From the entries below, extract every line that contains the string "mountain". Matching is case-sensitive.

* [Excerpts from a location annotation dataset]:
__________________________________________________

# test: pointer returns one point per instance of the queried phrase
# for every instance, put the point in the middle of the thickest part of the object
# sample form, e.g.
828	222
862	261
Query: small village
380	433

__________________________________________________

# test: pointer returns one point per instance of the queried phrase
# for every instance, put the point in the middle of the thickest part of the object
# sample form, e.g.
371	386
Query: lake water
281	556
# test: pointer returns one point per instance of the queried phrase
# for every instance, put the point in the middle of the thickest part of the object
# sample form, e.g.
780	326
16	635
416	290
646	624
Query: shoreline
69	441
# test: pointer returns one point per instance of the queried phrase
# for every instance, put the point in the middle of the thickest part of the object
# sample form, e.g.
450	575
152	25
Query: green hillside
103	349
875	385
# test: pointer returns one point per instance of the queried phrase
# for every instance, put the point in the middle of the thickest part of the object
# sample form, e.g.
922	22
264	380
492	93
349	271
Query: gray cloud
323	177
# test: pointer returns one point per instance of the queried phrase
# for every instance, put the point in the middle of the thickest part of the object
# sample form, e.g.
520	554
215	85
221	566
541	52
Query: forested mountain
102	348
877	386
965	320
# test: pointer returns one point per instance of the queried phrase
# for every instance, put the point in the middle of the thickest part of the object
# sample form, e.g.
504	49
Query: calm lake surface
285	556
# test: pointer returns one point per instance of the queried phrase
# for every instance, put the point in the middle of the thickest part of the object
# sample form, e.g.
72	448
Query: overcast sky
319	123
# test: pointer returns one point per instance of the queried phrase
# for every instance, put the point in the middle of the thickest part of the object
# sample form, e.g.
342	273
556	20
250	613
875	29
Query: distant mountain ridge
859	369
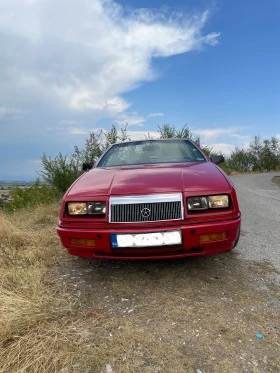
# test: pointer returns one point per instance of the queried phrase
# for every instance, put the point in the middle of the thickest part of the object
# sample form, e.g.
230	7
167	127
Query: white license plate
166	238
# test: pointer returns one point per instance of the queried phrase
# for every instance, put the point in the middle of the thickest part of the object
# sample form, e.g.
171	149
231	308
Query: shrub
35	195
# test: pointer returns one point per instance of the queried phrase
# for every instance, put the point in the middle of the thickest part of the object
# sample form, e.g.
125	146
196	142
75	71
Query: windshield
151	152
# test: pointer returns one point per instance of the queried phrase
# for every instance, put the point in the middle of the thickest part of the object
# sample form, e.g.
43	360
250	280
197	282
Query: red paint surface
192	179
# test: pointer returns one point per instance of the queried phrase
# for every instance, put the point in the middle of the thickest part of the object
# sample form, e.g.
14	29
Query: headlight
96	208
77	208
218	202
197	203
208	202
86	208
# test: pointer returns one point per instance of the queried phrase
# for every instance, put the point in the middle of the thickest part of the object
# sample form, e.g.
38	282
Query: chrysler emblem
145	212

__________________________________________________

* [RESULT]:
Query: forested mountain
Query: distant mountain ridge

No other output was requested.